This task calls for copying each line below that contains "stone".

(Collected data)
BEGIN
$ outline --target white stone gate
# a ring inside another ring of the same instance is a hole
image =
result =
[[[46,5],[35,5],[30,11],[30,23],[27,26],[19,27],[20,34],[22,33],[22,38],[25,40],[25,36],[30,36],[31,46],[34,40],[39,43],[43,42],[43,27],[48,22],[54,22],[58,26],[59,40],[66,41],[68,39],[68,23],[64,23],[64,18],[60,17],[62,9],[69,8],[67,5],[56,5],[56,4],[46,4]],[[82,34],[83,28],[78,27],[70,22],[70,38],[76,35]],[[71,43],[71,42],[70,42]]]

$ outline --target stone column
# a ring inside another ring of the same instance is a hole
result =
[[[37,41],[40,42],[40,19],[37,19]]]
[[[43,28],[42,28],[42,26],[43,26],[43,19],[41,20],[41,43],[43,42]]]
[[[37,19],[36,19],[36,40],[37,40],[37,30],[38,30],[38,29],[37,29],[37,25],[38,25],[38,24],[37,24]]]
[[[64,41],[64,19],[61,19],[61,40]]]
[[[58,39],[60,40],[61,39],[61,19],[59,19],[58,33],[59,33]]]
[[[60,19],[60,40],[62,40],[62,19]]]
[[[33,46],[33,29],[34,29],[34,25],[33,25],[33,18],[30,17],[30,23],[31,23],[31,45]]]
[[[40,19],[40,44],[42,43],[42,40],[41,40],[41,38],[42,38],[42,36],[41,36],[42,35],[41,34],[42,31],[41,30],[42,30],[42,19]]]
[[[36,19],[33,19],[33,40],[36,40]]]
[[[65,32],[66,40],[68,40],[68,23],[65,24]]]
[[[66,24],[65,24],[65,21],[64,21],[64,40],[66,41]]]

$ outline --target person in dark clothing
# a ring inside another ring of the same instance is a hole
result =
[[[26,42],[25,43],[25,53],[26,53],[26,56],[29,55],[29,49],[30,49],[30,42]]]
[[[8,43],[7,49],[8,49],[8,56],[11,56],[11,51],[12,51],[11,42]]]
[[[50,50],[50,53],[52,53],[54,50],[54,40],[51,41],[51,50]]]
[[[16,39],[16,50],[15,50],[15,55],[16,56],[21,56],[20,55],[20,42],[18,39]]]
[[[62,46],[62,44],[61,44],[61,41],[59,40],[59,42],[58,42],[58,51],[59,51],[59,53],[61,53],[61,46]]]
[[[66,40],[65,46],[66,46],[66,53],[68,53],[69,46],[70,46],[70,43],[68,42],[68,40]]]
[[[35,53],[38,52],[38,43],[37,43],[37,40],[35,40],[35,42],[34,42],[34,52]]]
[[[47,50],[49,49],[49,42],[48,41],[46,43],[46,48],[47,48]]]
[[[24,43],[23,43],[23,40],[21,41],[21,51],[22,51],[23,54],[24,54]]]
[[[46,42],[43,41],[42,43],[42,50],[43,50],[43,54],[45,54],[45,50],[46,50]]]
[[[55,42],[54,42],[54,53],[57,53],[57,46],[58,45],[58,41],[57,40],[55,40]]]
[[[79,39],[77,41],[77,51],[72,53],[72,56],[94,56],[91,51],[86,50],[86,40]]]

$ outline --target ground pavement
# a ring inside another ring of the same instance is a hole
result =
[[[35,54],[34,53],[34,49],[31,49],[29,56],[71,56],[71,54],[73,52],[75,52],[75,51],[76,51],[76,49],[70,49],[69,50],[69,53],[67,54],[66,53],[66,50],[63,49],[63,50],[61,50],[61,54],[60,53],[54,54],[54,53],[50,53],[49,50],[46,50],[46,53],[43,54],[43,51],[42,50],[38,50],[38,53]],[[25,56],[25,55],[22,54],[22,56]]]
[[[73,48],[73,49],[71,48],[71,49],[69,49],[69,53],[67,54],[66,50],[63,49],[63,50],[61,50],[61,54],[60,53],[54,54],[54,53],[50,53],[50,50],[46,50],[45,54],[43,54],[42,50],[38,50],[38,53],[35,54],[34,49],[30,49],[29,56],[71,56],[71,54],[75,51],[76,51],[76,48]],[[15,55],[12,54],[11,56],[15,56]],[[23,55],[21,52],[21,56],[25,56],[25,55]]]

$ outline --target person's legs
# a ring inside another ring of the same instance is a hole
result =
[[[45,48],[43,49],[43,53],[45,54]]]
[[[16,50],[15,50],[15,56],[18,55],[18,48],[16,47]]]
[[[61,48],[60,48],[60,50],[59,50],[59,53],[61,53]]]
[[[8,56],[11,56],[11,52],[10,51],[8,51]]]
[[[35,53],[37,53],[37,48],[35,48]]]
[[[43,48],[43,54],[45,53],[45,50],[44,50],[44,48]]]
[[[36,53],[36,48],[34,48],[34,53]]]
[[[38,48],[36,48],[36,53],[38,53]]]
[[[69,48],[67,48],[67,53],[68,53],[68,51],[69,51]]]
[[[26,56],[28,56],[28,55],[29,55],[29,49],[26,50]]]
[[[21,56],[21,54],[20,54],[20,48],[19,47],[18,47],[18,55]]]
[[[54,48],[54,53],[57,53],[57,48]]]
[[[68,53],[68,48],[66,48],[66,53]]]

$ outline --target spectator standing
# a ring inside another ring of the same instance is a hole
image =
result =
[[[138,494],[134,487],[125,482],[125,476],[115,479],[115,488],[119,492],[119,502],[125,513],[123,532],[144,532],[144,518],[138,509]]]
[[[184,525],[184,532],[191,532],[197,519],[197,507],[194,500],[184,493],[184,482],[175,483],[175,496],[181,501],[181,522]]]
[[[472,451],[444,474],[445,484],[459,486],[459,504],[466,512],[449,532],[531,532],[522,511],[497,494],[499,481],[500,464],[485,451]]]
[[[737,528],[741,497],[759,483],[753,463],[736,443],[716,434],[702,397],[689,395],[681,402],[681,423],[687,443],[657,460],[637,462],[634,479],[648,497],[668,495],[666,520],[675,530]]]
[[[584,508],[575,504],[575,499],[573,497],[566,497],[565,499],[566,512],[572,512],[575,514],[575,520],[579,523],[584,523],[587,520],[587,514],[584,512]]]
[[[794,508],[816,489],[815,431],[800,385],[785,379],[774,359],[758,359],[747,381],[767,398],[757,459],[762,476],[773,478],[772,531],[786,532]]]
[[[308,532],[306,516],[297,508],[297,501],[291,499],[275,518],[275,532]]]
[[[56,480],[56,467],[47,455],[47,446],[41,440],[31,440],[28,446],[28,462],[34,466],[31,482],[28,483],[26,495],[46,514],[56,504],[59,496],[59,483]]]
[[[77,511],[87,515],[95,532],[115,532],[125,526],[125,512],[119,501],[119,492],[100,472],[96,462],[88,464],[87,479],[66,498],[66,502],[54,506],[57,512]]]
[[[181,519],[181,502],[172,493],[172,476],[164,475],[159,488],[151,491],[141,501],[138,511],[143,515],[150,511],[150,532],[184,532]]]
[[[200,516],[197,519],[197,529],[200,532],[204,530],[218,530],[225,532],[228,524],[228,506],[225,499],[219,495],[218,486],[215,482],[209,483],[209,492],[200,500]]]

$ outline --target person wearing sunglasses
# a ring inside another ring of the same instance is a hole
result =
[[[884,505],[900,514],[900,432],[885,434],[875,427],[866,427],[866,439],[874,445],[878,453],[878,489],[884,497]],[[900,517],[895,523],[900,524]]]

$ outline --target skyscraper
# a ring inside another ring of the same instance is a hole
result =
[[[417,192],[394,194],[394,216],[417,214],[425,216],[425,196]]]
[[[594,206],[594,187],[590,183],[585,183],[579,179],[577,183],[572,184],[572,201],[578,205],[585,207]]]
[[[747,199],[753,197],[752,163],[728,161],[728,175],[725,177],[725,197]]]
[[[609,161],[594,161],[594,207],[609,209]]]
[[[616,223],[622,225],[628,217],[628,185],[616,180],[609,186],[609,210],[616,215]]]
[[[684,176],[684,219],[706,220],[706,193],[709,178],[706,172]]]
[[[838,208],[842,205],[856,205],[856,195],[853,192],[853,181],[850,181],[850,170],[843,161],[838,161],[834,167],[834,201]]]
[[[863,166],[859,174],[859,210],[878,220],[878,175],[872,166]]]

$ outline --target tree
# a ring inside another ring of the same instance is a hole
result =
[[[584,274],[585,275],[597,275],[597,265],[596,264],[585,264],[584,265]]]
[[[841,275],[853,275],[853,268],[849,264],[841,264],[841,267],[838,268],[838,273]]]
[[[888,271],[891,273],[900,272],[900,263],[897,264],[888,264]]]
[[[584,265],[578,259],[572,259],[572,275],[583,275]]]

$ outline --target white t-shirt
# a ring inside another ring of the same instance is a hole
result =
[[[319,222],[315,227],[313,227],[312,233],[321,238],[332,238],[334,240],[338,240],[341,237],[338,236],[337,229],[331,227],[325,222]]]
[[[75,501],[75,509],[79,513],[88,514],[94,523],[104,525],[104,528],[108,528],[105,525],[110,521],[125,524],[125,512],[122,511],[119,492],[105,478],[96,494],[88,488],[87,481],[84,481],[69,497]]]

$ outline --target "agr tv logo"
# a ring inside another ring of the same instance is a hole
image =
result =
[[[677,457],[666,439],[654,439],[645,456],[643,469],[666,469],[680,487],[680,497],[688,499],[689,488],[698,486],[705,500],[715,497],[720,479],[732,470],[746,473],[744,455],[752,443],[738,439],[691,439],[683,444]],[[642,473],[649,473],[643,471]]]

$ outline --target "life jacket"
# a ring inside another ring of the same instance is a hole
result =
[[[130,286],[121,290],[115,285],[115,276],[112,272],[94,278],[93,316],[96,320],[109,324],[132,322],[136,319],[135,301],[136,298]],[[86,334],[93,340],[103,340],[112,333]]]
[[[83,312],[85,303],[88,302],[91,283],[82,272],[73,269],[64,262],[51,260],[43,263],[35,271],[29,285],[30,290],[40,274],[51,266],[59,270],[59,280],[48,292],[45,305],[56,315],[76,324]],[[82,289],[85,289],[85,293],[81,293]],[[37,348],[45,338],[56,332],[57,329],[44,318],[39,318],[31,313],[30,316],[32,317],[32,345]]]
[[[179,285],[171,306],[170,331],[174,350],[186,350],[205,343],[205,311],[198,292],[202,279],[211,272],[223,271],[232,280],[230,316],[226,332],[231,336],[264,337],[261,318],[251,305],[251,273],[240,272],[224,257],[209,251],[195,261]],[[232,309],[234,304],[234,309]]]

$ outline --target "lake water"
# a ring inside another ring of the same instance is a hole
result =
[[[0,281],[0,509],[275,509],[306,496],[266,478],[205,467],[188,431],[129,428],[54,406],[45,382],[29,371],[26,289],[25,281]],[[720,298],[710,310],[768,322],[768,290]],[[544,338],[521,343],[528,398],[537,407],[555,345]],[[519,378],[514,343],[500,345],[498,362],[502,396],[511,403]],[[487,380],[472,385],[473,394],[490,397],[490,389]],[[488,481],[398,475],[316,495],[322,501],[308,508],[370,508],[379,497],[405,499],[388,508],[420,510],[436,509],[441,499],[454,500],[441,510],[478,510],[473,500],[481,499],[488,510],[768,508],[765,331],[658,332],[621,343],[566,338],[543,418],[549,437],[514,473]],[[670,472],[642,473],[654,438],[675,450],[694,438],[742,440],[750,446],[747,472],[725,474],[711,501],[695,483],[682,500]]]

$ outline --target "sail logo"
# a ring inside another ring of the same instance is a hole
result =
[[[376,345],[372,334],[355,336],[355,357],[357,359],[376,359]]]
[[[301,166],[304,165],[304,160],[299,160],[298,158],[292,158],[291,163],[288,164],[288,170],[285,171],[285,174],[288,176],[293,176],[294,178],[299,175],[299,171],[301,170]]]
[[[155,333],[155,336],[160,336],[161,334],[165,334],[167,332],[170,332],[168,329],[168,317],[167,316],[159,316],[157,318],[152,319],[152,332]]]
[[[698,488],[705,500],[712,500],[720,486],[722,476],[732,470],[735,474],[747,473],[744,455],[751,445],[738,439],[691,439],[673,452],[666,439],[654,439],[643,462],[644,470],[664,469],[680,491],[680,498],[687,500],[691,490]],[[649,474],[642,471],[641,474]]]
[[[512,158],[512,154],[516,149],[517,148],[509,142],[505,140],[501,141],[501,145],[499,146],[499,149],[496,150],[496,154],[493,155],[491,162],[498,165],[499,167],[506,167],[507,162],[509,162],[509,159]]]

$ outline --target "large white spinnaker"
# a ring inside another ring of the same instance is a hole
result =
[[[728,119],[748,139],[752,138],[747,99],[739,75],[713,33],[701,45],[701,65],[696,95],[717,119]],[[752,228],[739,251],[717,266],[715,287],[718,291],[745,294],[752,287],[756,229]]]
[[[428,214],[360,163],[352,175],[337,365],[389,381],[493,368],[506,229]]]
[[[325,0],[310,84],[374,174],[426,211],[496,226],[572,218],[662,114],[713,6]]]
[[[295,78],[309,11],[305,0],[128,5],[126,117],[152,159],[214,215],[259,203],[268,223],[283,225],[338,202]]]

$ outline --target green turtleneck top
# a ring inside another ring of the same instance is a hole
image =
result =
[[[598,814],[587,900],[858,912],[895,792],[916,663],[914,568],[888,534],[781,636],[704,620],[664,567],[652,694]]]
END
RESULT FOR THIS EXERCISE ::
$ outline --target white stone gate
$ outline --target stone column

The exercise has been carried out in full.